WHAT IS BEING ASKED: Convert the part of the lines below that opens with the line containing "Locate skateboard. Respond" and closes with the line containing "35,104,49,130" into a JSON list of strings, one string per line with blank lines omitted. Include both of those lines and nothing outside that range.

GIVEN DATA:
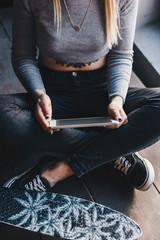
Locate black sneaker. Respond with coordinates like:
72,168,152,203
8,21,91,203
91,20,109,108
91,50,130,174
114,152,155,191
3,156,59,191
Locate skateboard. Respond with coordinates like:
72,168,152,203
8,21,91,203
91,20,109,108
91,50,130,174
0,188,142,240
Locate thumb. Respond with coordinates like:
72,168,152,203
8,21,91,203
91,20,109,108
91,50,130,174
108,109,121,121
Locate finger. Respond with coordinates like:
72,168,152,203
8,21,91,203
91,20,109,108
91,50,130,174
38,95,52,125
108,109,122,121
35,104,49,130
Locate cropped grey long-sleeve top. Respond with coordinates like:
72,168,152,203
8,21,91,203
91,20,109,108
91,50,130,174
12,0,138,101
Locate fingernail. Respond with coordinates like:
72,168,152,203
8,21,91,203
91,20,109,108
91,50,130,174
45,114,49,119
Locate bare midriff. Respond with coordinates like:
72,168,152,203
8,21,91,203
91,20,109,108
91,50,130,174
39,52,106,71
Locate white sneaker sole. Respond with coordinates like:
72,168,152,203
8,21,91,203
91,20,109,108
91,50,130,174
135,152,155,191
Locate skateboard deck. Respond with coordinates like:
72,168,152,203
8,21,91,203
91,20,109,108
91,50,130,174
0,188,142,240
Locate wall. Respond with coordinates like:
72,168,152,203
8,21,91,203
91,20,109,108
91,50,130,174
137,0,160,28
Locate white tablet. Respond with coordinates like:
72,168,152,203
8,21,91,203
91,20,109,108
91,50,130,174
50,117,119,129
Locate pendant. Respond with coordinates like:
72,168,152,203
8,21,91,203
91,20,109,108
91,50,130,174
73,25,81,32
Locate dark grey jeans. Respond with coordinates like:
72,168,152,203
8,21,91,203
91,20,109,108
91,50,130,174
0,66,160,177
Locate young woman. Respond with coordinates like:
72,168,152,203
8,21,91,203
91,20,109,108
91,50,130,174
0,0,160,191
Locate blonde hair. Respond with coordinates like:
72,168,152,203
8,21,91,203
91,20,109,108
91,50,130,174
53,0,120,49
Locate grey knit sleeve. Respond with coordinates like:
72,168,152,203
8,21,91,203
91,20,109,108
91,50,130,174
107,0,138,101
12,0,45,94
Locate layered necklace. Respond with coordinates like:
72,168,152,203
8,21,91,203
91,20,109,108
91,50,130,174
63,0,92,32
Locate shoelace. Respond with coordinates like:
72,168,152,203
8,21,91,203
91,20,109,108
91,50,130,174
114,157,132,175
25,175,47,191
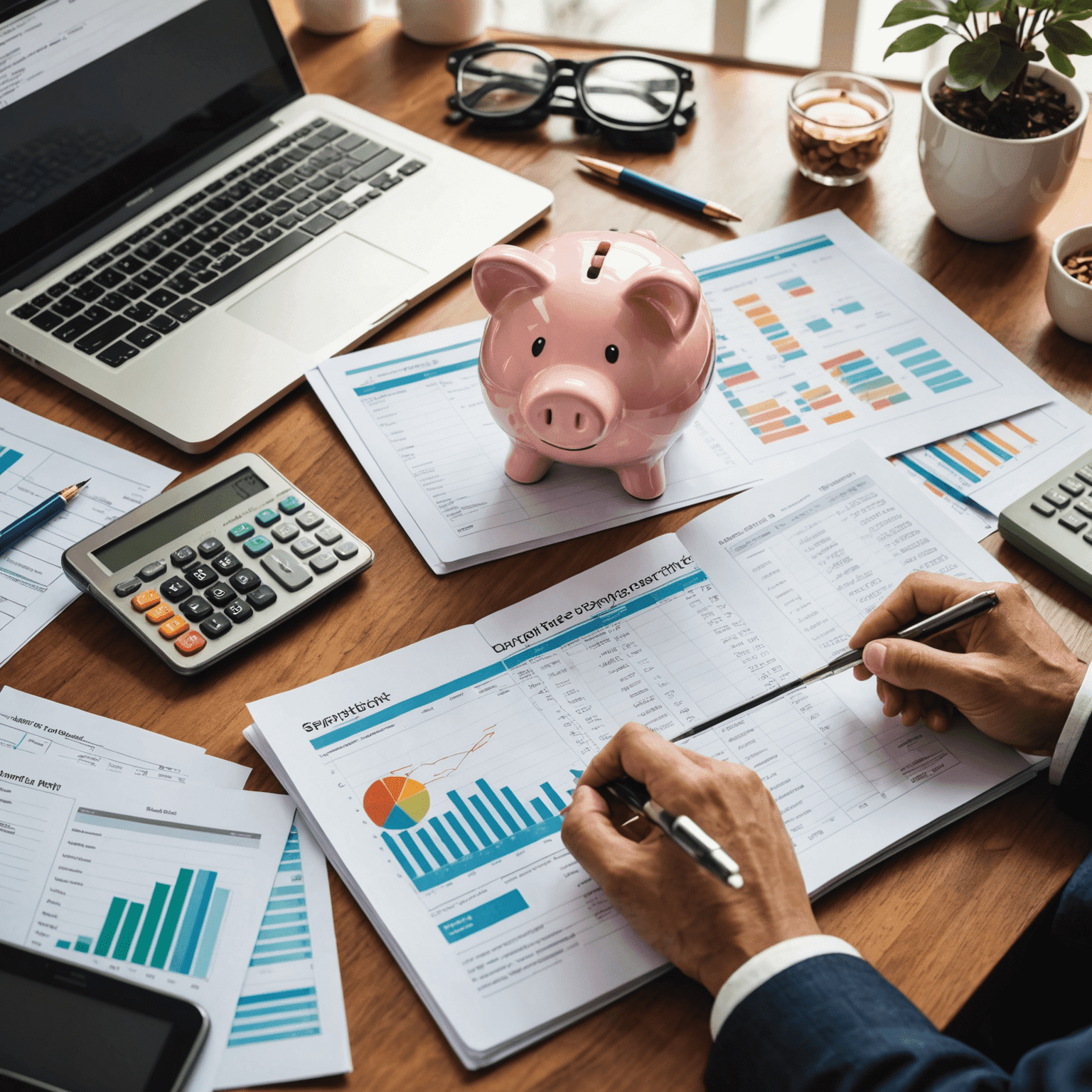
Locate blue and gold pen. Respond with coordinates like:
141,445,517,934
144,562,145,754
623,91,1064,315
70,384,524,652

WRITTEN RESPONSE:
[
  "Locate skateboard. Respond with coordinates like:",
  "72,168,152,203",
  "8,21,91,203",
  "91,20,109,108",
  "91,50,130,174",
  "0,188,142,240",
  "Locate thumb. Respond with coordinates like:",
  "72,168,152,203",
  "8,21,91,203",
  "91,20,109,108",
  "91,50,130,174",
  "108,109,121,121",
  "Locate finger. Respond with coordinates like:",
  "72,168,152,203",
  "8,21,91,203",
  "91,20,109,108",
  "91,50,130,174",
  "38,95,52,125",
  "108,109,122,121",
  "35,104,49,130"
]